# Work request A
According to the article on ending tuberculosis, what was the estimated global burden of new and relapse TB cases in 2021?
# Work request B
Continue the article on ending tuberculosis, picking up after its final sentence.

# Document segment
WHO invites whole-of-government to end TB  globally

WHO invites whole-of-government to end TB  globally

Dr. Poonam Khetrapal Singh, Regional Director, WHO South-East Asia (Photo/special)

DILI, 27 march, 2023 (TATOLI)- World Health Organization (WHO) is calling for intensified whole-of-government, whole-of-society action to end TB in the South-East Asia Region and globally.

WHO Regional Director of South-East Asia, Dr. Poonam Khetrapal Singh highlights the urgent need for countries and partners to strengthen high-level leadership and investments, accelerate the uptake of new WHO recommendations and innovations, better address social and economic determinants, and improve multispectral collaboration.

According to a statement from WHO said globally, the COVID-19 pandemic has not just stalled but reversed years of progress toward the End of TB milestones. In 2021, the estimated burden of new and relapse TB cases globally was 10.6 million, an increase of half a million compared to 2020. Mortality from TB and TB-HIV confection stood at 1.6 million, an increase of around 200 000 from pre-COVID-19 levels.

# Supplied entries
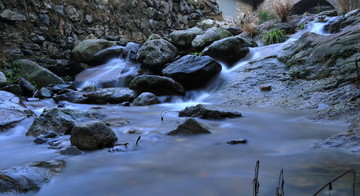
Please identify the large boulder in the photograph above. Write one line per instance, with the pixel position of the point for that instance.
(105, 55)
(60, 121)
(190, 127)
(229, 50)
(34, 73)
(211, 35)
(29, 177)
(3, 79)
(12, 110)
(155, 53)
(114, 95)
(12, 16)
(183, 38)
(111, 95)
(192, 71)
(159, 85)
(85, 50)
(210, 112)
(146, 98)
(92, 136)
--
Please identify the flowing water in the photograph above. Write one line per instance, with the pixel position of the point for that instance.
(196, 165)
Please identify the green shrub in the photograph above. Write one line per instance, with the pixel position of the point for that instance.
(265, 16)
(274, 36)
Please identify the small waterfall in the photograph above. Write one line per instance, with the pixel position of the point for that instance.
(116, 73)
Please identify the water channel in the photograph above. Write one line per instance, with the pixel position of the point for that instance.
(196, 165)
* * *
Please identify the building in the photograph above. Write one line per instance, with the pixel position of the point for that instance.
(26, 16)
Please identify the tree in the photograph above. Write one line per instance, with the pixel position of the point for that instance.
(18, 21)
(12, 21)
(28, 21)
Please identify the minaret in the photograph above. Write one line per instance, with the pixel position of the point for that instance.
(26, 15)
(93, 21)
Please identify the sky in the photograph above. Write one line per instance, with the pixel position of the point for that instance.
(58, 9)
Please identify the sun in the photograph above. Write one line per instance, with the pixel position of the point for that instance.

# Output A
10.6 million

# Output B
The WHO South-East Asia Region bears the world’s highest TB burden. In 2021, the Region accounted for more than 45% of global TB incidence and more than half of global TB deaths. Throughout the COVID-19 response, the Region prioritized maintaining essential health services, including for TB, however in 2020 notified 2.6 million new and relapse TB cases, a 24% reduction from 2019. In 2021, the Region achieved a partial recovery, reporting 3 million new and relapsed cases, still 12% fewer than in 2019.

The COVID-19 crisis has exacerbated key social and economic determinants of TB such as poverty and undernutrition, pushing tens of millions more people in the Region into extreme poverty. Even before the pandemic, an estimated 30–80% of TB patients in the Region faced catastrophic costs due to TB, and around 1 million new TB cases annually – more than 1 in 5 – were attributable to undernutrition. It is estimated that across the Region, the overall impact of the crisis could lead to over 7 million additional TB cases and 1.5 million additional TB deaths between 2022 and 2026.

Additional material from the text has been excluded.